**YOUR INSTRUCTIONS**
Pull out every line of the listing below that contains the word "wheel", copying each one in full.

[Begin DATA LINES]

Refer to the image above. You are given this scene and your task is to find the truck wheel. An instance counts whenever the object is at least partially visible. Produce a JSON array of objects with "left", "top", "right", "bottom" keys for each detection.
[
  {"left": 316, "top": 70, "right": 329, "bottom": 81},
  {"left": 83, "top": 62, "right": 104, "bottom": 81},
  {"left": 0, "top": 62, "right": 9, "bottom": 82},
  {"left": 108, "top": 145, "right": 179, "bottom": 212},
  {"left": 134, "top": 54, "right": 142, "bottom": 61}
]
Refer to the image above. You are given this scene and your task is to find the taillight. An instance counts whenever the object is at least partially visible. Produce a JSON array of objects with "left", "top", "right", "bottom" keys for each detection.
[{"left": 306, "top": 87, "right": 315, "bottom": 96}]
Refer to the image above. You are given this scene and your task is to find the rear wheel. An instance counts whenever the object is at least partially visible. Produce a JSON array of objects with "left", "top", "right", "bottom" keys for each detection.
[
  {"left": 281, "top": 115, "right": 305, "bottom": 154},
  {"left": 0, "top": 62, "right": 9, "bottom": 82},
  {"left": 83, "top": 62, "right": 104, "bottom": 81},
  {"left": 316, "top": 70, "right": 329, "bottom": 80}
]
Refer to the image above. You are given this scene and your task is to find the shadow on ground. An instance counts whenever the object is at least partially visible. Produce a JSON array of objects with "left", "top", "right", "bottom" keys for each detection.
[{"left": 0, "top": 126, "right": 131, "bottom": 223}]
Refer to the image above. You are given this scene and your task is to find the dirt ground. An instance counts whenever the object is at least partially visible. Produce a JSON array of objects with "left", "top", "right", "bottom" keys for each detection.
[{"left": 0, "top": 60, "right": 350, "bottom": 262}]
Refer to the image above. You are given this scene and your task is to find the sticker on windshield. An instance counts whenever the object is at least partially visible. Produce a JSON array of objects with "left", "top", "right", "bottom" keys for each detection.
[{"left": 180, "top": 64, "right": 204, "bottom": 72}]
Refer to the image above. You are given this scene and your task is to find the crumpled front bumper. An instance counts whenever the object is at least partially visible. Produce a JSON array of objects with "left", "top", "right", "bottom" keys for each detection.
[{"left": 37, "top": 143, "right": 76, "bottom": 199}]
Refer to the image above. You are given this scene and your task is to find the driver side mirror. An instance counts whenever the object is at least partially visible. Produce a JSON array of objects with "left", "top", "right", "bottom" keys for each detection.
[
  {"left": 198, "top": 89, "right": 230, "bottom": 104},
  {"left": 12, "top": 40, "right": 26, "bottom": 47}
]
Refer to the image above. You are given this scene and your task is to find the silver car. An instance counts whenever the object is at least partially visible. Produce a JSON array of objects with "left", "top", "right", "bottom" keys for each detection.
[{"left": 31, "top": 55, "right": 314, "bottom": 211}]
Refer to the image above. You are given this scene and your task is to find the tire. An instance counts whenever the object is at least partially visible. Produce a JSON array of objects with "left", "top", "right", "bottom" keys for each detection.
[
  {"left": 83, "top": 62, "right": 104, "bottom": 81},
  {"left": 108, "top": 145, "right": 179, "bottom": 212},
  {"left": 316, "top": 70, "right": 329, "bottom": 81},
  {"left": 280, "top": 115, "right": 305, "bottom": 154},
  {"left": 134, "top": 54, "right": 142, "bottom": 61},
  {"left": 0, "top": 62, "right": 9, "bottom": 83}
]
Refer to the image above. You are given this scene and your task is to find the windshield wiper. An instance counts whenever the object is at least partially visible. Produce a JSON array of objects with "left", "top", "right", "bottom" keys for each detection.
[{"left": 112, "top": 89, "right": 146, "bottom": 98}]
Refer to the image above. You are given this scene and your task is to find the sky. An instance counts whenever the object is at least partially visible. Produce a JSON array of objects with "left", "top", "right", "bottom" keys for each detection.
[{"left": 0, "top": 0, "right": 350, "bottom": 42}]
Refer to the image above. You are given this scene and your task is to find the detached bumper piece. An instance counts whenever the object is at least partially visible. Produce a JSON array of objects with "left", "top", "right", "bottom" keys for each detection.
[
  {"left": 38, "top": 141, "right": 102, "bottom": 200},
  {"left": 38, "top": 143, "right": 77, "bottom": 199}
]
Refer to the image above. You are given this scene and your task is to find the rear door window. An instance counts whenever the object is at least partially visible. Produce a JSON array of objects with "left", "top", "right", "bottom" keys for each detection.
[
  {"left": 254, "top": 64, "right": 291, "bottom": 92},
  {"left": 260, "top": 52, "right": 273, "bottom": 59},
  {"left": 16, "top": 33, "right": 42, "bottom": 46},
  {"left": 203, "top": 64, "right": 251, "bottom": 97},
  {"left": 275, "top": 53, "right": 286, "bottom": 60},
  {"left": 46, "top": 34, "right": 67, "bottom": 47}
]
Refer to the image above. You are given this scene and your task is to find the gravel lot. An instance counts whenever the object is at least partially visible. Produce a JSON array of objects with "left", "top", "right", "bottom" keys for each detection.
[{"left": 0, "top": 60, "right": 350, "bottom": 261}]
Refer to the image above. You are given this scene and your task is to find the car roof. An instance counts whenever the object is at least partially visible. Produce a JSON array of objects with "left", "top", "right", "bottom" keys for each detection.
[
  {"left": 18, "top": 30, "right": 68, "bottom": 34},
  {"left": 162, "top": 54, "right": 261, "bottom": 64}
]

[End DATA LINES]

**WRITTEN RESPONSE**
Refer to the image above. You are given this scene and your task is to find the truck wheel. An instance counts whenever the object is at least partially visible. Produce a JSON array of objects with "left", "top", "right", "bottom" keys for each detection.
Refer to the image above. You are given this scene and your task is to find the rear wheel. An instance counts whenever the object is at least partially visible. Produce a JSON array of objects with "left", "top", "right", "bottom" keys for each detection.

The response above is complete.